The show doesn't come off very well. He begins to think life doesn't treat him right. He decides to exert himself more. He becomes, on the next occasion, still more demanding, or gracious as the case may be. Men, we see this all the time in relationships. It's the easiest play to see your own selfishness. It's the easiest place.
Guys. Can't you be kind to a woman?
That's the response is like this. Yes, you can be kind to a woman. Can you be mean? All the women who are going, yeah, sure they can. But but can't we? We do what we got to do to get what we want to get from point A to point B, you see, But we don't ever really understand why we're doing all that stuff. Selfishness and self centeredness is playing a big role in this thing. But we're varied about the thing. We're not. Most of us don't come in here as jerks, but we can be variations of jerks. We can be. There's all kinds of stuff play at play. If there's a line here that says is
really a self seeker, even when trying to be kind,
I'll wash the dishes, I'll mop, I'll do the laundry, I will.

__________________________________________________

* [Requests]:
1. Answer these questions from the transcript, one per line:
(a) What does he decide to do after he begins to think life doesn't treat him right?
(b) What does the speaker say "is playing a big role in this thing"?
(c) Which chores does the line beginning "I'll wash the dishes" name?
2. Select every line of the rows that contains the word "hazy", treating uppercase and lowercase letters as different.
The transcript and the rows that follow it are unrelated.

* [Data extract]:
__________________________________________________

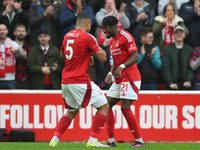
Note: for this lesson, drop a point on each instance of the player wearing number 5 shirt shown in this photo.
(127, 78)
(78, 90)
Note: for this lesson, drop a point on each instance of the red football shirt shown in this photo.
(121, 46)
(77, 47)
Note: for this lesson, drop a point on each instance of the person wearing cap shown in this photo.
(44, 14)
(190, 12)
(8, 50)
(164, 25)
(127, 77)
(195, 65)
(176, 62)
(45, 64)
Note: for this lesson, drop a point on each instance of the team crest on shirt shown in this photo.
(117, 44)
(100, 92)
(123, 94)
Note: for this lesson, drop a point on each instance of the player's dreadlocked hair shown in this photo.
(109, 21)
(82, 17)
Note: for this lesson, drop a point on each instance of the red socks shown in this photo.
(110, 124)
(63, 124)
(132, 122)
(98, 124)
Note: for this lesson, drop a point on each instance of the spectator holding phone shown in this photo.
(190, 12)
(45, 64)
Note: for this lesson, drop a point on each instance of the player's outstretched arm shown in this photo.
(134, 58)
(101, 55)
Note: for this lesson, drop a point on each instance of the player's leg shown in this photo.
(132, 121)
(66, 119)
(100, 117)
(111, 122)
(113, 98)
(128, 93)
(62, 126)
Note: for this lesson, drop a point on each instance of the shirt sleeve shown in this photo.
(20, 50)
(92, 44)
(130, 45)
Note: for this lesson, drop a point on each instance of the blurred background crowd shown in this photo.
(166, 32)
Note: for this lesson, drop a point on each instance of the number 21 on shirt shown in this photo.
(124, 87)
(70, 49)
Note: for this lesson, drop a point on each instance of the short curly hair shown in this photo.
(109, 21)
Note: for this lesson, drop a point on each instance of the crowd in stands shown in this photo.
(166, 32)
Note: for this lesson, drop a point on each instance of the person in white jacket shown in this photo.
(176, 3)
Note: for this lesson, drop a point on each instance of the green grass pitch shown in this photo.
(81, 146)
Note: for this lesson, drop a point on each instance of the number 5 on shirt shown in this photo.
(70, 49)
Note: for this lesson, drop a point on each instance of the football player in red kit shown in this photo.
(78, 90)
(127, 78)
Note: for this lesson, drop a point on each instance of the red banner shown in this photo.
(162, 116)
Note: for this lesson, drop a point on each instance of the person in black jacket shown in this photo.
(149, 60)
(190, 12)
(140, 13)
(11, 15)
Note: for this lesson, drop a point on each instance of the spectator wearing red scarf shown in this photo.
(164, 25)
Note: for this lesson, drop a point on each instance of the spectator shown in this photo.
(190, 12)
(154, 4)
(69, 12)
(44, 14)
(149, 60)
(176, 62)
(140, 14)
(96, 5)
(11, 15)
(176, 3)
(195, 65)
(22, 74)
(8, 49)
(123, 22)
(25, 4)
(45, 64)
(164, 25)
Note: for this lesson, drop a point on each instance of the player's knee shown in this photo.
(105, 108)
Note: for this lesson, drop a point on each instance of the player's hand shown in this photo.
(108, 79)
(14, 49)
(122, 8)
(173, 1)
(165, 20)
(46, 70)
(54, 67)
(18, 5)
(24, 55)
(143, 15)
(153, 51)
(187, 84)
(79, 6)
(50, 10)
(173, 86)
(117, 73)
(138, 18)
(171, 25)
(9, 8)
(91, 60)
(1, 63)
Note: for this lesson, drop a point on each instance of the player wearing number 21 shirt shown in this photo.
(78, 91)
(127, 78)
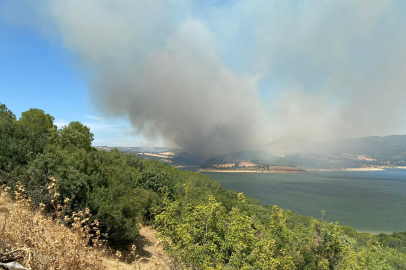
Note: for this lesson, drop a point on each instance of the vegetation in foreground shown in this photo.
(202, 225)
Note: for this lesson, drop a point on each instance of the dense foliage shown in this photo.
(202, 225)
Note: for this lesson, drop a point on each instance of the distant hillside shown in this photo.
(339, 154)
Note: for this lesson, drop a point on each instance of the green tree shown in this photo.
(73, 135)
(5, 113)
(37, 121)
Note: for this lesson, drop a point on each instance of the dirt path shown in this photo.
(150, 252)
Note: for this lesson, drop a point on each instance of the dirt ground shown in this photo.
(150, 252)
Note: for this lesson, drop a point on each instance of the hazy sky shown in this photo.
(210, 76)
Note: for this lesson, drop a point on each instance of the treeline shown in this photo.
(202, 225)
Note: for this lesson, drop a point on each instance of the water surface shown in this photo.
(370, 201)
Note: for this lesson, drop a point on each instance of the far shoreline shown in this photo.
(252, 171)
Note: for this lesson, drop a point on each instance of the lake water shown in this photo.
(369, 201)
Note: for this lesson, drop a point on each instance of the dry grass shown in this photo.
(39, 241)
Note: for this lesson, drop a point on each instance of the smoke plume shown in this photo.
(221, 76)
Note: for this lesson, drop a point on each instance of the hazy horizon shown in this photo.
(215, 77)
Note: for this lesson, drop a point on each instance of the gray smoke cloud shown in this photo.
(222, 76)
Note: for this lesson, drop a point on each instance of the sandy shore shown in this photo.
(252, 171)
(348, 170)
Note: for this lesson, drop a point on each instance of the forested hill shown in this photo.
(202, 225)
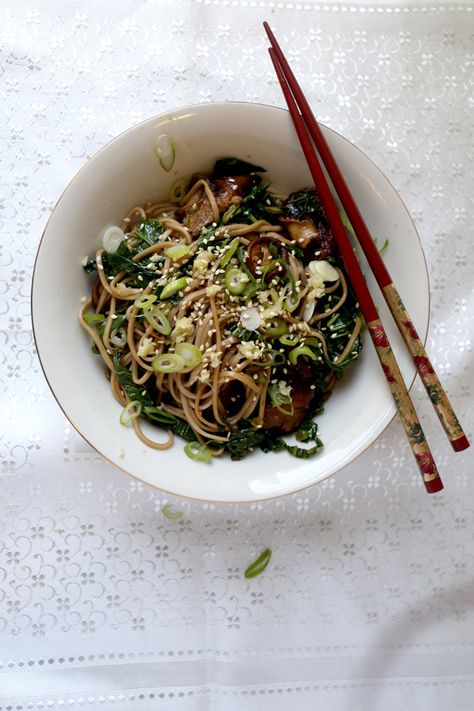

__________________________________________________

* [Solutions to the tasks]:
1.
(a) He decides to exert himself more.
(b) Selfishness and self centeredness.
(c) Washing the dishes, mopping, and doing the laundry.

2.
Note: for this lesson, drop a point on each instance of the hazy sky shown in this photo.
Note: for this lesson, drop a point on each instance of the hazy horizon shown in this photo.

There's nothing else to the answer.